_TEXT_
********
Pun 100% intended!
OK – this is usually a very heated debate, which has bubbled up to the surface (yet again) because of the release of a new study which claims to prove that people whose mothers reported spanking them grow up to have a lower IQ.
Those who would discredit this study have been quick off the mark: and, I really don’t know if the study is any good or not. That is why I am not linking to it: while I have a lot to say about the topic in general, I do not wish to get ‘boxed in’ and limited to this study.
…here are a few thoughts for your consideration which listening to the discussions this topic has raised have popped into my mind.
1. Whose intelligence is being measured, anyway?
The study said that mothers were to self-report the discipline methods they used on their kids over a certain period. Then, years later, the now-grown-up-kids intelligence was measured – and those whose mothers had reported not spanking averaged higher on the IQ scale: is this an indirect IQ test of the mothers?
We know that people who are intelligent often have kids who are intelligent. Could it be that more intelligent mothers do not resort to spanking their kids?
2. HOW could ‘spanking’ affect ‘intelligence’?
‘Intelligence’ is defined many ways by many people: however, the definition I like most defines ‘intelligence’ as ‘an ability to learn’. In my never-humble-opinion, this means that there are three major components to ‘intelligence’:
- The genetic potential: as in, how good the ‘blueprint’ for one’s brain is
- Nutrition/health: the proper building blocks must be provided in the food to ‘build’ the brain to the best potential of the ‘genetic blueprint’ – illness can interfere with this process
- Desire to learn
It is the third one that I think can be affected by spanking.
After all, spanking – corporal punishment in general – tends to discourage ‘asking questions’. And, ‘not asking questions’ – whether out of fear or habit – will necessarily limit one’s intelligence.
So, without passing judgment on this particular study: I find it plausible that spanking a child can, indeed, lead to that person not growing into their full intelligence potential. Not proven – just plausible.
Now, having set this ‘study’ aside, I would like to make a few comments on using corporal punishment to discipline children – in general.
This issue is very emotionally charged for people, for all the obvious reasons! Therefore, any discussion of ‘spanking’ becomes extremely emotional, early on into the debate. So, how do we approach the issue and discuss it, without sinking into the emotional quagmire?
********
[Stored items]
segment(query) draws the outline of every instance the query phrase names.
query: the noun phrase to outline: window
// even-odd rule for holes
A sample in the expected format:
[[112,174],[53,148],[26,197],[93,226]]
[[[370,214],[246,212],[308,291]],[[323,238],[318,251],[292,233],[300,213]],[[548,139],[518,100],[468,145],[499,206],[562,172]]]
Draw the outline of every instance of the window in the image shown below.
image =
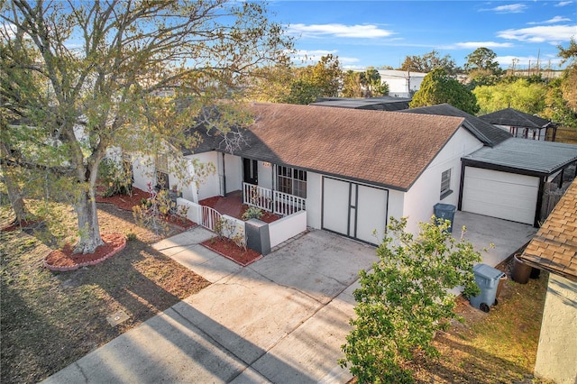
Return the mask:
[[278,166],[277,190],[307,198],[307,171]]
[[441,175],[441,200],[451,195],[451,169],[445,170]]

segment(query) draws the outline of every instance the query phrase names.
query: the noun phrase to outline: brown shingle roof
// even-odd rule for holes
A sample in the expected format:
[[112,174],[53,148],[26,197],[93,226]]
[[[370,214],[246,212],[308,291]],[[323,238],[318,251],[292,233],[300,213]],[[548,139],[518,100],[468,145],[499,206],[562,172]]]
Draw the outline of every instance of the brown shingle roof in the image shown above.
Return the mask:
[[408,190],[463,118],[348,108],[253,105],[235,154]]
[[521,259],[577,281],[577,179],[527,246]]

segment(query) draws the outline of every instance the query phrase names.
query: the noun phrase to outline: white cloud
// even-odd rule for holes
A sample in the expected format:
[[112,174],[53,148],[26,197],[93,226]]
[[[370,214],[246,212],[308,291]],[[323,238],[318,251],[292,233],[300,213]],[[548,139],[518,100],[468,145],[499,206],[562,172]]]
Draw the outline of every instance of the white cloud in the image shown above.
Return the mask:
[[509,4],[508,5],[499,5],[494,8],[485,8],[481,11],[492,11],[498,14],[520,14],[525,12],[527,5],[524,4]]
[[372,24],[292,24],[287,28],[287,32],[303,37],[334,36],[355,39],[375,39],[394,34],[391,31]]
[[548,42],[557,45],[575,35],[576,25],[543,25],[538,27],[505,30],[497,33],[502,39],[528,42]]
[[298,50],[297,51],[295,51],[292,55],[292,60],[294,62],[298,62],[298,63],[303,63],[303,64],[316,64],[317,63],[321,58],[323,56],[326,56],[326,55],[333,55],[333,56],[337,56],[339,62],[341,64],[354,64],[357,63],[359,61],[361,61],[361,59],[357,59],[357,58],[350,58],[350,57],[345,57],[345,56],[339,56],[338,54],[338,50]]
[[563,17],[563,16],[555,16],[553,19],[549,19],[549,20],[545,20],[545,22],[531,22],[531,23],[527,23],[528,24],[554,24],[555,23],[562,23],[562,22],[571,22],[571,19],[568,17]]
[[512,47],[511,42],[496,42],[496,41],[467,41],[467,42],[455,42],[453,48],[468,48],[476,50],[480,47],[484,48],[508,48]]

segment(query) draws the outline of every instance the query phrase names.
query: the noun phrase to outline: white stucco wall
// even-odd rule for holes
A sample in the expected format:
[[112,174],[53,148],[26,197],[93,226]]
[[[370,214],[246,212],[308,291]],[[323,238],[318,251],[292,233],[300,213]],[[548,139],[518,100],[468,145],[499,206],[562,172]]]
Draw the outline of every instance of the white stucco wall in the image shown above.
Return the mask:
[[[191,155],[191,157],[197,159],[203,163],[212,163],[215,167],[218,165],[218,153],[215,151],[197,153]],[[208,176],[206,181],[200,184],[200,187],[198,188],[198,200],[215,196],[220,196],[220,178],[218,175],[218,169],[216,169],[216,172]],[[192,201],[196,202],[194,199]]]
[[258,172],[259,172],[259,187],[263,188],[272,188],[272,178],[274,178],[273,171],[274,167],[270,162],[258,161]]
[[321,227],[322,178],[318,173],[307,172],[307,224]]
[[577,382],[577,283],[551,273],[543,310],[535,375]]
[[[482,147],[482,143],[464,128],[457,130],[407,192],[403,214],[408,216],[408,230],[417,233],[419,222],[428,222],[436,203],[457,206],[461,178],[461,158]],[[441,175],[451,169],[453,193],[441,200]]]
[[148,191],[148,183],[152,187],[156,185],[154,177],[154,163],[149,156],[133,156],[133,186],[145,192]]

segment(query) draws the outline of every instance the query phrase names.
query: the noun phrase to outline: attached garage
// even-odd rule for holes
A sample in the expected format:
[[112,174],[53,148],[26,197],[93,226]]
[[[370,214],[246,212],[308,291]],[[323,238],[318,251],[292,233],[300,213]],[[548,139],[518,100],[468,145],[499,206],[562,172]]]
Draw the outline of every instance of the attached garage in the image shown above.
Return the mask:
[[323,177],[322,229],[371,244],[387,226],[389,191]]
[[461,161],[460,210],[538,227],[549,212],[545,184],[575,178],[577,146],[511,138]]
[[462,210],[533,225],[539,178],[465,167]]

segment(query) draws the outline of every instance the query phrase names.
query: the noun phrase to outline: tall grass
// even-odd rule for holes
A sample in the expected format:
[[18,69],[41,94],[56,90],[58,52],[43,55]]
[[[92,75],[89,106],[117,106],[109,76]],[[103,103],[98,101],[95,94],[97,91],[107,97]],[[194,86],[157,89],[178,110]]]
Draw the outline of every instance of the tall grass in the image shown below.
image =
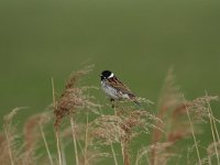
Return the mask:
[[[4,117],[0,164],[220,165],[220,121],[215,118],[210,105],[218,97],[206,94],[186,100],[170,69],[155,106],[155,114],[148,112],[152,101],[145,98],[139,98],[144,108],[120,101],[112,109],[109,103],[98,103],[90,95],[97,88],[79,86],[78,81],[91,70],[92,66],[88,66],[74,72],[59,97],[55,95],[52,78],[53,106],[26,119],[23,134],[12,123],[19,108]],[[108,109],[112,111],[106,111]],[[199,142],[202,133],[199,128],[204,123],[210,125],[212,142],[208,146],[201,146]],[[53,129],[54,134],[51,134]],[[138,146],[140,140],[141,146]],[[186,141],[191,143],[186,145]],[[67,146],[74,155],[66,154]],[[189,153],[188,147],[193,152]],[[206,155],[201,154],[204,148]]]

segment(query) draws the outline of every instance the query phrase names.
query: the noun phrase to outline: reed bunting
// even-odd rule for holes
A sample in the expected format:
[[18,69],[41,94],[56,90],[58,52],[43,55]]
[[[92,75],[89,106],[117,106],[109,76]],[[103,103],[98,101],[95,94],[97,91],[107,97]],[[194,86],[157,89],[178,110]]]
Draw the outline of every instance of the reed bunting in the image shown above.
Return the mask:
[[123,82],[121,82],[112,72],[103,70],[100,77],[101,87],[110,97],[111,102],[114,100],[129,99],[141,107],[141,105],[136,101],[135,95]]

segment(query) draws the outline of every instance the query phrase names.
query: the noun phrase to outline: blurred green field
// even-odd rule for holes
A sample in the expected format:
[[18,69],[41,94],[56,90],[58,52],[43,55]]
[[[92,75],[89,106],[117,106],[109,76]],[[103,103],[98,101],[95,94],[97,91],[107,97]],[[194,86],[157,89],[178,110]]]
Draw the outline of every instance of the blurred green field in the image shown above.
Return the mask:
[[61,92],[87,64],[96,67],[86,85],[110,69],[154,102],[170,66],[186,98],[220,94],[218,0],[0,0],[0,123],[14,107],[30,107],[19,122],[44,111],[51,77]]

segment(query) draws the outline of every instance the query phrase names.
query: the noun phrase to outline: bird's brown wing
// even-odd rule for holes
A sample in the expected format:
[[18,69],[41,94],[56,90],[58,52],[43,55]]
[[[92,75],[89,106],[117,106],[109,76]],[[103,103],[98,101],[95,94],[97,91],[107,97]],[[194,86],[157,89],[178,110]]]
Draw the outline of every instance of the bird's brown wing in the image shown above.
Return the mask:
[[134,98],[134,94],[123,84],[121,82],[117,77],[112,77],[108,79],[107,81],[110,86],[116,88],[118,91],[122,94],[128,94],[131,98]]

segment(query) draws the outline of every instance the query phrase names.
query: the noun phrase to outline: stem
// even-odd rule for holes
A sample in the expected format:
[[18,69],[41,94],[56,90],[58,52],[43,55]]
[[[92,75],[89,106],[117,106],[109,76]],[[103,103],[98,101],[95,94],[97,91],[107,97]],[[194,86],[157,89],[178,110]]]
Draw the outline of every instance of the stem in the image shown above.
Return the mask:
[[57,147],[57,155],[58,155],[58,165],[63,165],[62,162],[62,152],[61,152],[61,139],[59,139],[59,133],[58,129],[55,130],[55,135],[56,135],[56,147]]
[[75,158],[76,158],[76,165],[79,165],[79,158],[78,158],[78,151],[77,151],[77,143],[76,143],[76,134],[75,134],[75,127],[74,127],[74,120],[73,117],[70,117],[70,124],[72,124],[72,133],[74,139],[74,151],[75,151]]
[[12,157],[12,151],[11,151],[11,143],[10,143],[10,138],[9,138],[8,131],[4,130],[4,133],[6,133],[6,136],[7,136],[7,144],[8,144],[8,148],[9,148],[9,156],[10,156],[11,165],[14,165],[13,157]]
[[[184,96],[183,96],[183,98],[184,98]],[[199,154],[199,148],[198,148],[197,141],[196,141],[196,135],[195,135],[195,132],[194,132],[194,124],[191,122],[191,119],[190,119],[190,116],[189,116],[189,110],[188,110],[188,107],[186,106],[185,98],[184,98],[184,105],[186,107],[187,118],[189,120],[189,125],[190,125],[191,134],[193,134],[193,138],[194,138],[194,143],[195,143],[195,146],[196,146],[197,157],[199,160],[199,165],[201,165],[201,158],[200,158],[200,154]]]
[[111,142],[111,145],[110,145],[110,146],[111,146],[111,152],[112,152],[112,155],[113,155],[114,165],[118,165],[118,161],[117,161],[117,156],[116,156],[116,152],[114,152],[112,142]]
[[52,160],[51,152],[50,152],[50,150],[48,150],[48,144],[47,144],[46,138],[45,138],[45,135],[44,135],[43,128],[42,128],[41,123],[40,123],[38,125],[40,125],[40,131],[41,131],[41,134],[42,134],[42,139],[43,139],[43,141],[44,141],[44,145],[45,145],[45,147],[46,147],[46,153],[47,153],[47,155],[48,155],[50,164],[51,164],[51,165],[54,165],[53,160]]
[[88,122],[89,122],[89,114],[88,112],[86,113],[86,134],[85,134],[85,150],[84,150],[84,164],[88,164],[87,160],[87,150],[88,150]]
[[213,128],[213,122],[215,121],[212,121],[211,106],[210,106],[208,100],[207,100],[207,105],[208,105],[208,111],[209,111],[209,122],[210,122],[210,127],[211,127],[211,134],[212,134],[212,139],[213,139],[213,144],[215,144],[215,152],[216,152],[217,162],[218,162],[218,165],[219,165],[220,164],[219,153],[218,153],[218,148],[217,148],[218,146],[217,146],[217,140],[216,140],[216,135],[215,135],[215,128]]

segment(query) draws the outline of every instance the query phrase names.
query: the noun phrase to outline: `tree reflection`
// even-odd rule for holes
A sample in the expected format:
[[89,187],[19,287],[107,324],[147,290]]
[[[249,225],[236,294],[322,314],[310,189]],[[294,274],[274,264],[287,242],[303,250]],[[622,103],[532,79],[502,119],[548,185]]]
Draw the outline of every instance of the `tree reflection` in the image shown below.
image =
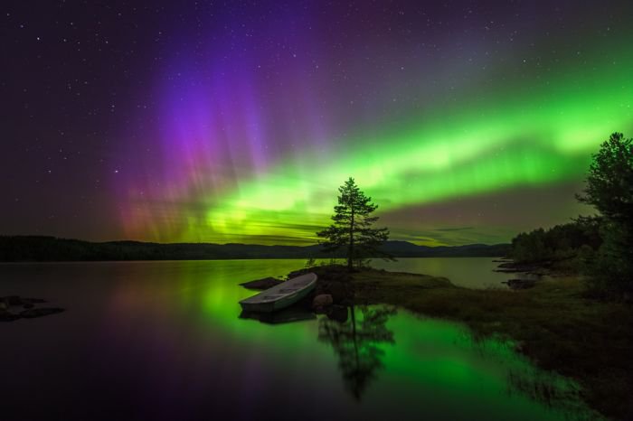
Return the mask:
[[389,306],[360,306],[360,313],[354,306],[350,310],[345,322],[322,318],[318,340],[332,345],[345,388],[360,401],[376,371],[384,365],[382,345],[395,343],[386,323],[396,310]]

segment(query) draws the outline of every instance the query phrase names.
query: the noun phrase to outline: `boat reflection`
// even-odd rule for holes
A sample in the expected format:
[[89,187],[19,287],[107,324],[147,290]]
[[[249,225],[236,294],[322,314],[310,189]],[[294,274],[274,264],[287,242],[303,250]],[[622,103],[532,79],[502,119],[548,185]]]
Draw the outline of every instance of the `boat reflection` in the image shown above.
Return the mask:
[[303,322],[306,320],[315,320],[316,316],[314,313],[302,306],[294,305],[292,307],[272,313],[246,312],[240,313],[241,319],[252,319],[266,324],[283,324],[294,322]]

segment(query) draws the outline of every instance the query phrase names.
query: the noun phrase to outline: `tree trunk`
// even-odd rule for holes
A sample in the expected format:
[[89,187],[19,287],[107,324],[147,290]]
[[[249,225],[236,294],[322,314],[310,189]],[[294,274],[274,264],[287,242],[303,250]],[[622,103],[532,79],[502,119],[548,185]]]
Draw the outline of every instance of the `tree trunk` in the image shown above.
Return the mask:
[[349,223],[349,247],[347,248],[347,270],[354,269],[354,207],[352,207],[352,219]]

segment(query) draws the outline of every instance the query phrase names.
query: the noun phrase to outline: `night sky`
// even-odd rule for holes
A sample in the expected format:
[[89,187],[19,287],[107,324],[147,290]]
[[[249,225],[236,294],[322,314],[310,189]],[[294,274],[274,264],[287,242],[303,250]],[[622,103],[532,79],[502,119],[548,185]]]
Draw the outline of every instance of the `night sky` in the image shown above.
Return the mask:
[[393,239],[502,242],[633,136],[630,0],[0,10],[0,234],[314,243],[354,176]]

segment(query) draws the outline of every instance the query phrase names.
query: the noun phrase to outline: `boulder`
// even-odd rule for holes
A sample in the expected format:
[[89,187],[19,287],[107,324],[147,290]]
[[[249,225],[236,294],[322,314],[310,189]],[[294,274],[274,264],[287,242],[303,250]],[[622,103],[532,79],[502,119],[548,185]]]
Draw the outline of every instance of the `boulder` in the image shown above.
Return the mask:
********
Can you copy the spanking text word for word, beginning at the words "Pun 100% intended!" and stopping after "into my mind."? The rows aren't needed for anything here.

Pun 100% intended!
OK – this is usually a very heated debate, which has bubbled up to the surface (yet again) because of the release of a new study which claims to prove that people whose mothers reported spanking them grow up to have a lower IQ.
Those who would discredit this study have been quick off the mark: and, I really don’t know if the study is any good or not. That is why I am not linking to it: while I have a lot to say about the topic in general, I do not wish to get ‘boxed in’ and limited to this study.
…here are a few thoughts for your consideration which listening to the discussions this topic has raised have popped into my mind.